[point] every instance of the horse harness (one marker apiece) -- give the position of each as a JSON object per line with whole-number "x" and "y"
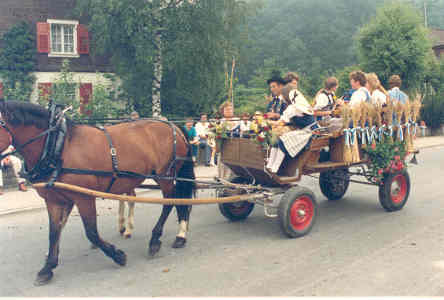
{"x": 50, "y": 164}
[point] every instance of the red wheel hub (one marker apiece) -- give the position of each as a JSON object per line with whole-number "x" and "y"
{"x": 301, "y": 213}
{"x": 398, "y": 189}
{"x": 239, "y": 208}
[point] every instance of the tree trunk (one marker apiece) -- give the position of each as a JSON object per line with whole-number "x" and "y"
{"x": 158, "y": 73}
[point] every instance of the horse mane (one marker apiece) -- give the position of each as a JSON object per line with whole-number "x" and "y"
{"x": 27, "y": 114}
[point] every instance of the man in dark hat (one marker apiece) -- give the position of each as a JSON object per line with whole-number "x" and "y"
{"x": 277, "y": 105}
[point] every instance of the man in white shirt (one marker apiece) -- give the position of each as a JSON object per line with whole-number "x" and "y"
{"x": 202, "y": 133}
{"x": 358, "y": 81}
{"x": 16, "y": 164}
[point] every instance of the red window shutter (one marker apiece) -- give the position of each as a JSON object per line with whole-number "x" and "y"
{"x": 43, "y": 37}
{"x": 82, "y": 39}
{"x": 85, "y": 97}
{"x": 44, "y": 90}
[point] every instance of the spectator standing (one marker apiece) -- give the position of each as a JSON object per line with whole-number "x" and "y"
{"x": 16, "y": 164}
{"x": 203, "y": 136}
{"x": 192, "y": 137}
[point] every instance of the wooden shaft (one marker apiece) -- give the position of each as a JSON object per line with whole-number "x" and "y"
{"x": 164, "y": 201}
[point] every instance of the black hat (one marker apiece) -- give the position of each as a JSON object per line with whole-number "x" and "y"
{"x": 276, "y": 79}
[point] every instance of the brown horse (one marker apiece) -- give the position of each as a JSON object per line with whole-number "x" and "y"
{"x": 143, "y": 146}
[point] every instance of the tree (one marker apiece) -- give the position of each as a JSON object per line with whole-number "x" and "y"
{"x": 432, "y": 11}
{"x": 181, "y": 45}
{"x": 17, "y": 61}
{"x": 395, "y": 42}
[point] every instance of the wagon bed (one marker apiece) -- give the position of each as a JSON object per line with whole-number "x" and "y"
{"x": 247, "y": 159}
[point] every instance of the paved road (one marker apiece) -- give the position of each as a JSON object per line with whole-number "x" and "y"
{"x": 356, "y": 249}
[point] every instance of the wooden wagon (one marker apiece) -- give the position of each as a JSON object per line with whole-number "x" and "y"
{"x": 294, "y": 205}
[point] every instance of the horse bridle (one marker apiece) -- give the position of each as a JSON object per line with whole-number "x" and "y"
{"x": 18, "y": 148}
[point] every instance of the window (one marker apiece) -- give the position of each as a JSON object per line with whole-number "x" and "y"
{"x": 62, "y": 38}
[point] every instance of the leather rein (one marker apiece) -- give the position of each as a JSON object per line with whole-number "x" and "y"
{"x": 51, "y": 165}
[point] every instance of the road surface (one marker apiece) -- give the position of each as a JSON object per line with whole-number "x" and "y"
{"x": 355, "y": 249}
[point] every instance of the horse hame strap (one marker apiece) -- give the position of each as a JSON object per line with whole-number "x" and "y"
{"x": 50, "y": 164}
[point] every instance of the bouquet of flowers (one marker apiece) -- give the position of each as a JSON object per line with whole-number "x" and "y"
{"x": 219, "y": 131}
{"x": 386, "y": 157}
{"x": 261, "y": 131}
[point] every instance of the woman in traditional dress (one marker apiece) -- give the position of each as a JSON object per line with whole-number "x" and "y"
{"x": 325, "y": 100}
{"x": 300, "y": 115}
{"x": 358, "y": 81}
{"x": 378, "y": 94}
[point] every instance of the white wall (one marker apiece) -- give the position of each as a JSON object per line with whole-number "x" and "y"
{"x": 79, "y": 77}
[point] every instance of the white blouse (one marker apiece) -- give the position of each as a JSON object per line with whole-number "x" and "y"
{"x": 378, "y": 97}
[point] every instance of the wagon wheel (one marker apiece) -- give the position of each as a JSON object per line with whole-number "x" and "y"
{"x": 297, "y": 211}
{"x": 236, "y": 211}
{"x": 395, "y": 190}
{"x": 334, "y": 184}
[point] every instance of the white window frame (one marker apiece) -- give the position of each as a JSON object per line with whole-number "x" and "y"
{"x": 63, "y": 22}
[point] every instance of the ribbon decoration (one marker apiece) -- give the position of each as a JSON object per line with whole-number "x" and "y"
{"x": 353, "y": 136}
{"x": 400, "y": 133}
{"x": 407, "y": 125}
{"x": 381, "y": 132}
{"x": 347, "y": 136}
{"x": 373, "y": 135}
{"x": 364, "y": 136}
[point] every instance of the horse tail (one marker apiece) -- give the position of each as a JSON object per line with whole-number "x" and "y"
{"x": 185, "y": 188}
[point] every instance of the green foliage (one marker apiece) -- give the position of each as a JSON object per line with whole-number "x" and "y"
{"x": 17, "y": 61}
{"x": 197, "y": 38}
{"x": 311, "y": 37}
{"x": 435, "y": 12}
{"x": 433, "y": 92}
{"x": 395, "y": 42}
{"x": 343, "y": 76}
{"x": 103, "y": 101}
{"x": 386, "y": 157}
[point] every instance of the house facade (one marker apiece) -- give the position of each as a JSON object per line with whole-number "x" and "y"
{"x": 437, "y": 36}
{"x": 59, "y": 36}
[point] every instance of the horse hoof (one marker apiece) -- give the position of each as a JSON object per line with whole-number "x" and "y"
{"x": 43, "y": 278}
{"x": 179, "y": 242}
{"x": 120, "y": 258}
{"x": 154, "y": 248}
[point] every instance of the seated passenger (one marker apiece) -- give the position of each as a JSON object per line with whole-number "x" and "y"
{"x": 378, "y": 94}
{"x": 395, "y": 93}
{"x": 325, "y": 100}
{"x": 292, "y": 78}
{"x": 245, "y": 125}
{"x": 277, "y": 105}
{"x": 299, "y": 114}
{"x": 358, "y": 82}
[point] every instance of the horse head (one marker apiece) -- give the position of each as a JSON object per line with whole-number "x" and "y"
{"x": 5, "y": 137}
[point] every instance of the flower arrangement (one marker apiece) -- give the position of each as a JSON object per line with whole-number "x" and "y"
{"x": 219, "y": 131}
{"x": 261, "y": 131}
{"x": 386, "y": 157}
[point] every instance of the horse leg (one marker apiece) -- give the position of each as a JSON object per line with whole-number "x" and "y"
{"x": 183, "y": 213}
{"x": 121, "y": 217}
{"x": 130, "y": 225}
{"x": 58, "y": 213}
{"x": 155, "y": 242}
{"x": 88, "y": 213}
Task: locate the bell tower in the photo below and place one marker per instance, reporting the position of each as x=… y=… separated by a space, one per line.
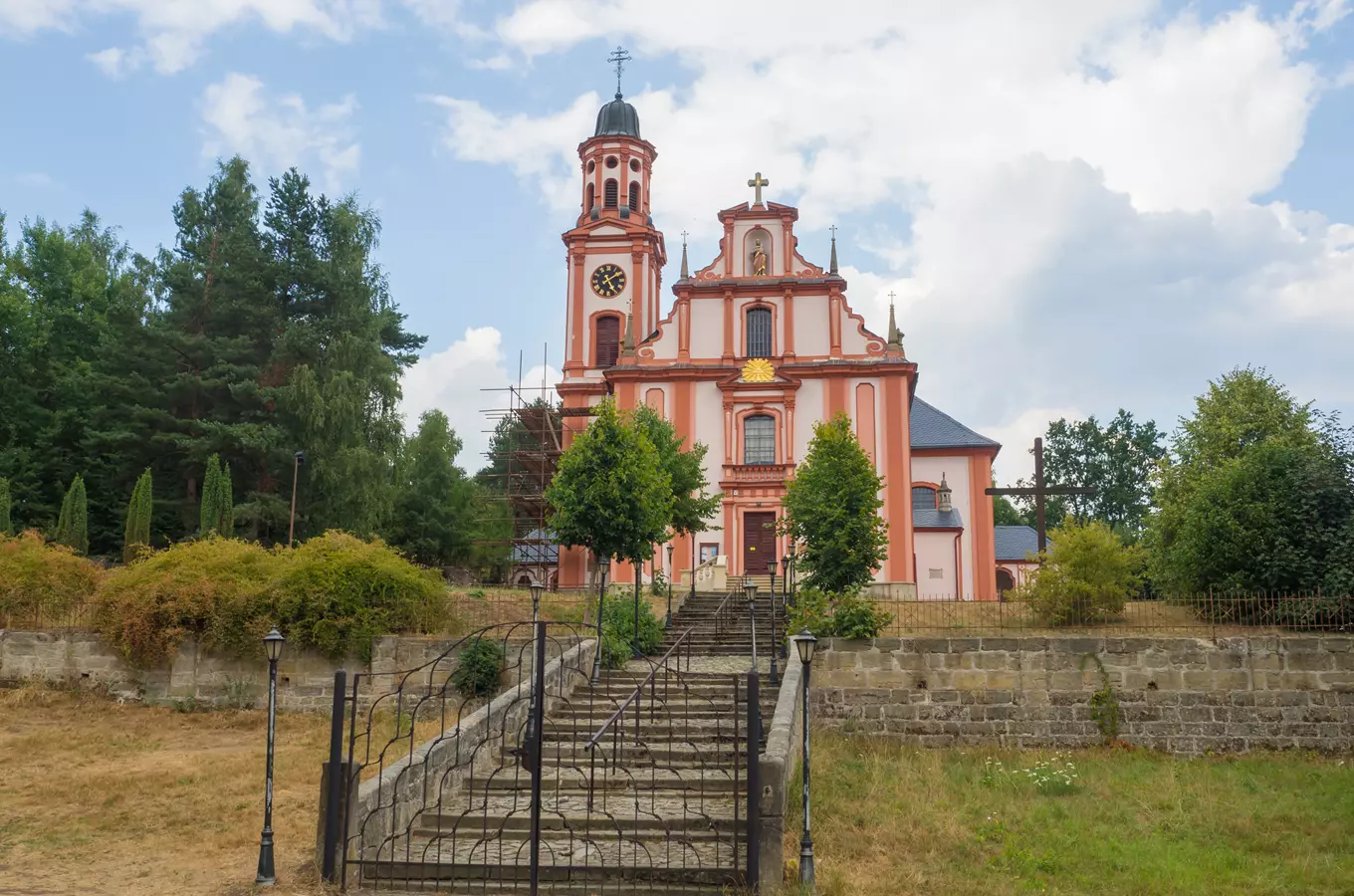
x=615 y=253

Aim of the task =
Every line from the one bearing "[point] every instance of the house" through the end of the data above must be output exactly, and no picture may appear.

Response to the task =
[point] every instance of the house facade (one marker apiece) -- give the position of each as a JSON object per line with whole-number "x" and "y"
{"x": 437, "y": 36}
{"x": 59, "y": 36}
[point] every instance of the horse hoof (one marker apiece) -- give the position of each as a JSON object per line with whole-number "x" and "y"
{"x": 43, "y": 278}
{"x": 179, "y": 242}
{"x": 120, "y": 258}
{"x": 154, "y": 248}
[point] every instance of the seated passenger (one marker apiece) -- give the position of each as a JSON object per line with whole-number "x" and "y"
{"x": 378, "y": 94}
{"x": 395, "y": 93}
{"x": 325, "y": 100}
{"x": 292, "y": 78}
{"x": 245, "y": 125}
{"x": 277, "y": 105}
{"x": 299, "y": 114}
{"x": 358, "y": 82}
[point] every instance of the horse head (one marker apiece) -- give the position of each as a JSON object per line with whole-number "x" and "y"
{"x": 5, "y": 137}
[point] every instance of the flower arrangement (one marker apiece) -- give the position of each as a JSON object per line with whole-number "x" and "y"
{"x": 219, "y": 131}
{"x": 261, "y": 131}
{"x": 386, "y": 157}
[point] every instance of the horse leg (one marker apiece) -- give the position of each as a JSON object per line with whole-number "x" and "y"
{"x": 183, "y": 213}
{"x": 121, "y": 217}
{"x": 130, "y": 225}
{"x": 58, "y": 213}
{"x": 155, "y": 242}
{"x": 88, "y": 213}
Task: locate the bell tower in the photo below and place one marker per instance, reporting the position of each as x=… y=… separated by a space, one per line.
x=615 y=253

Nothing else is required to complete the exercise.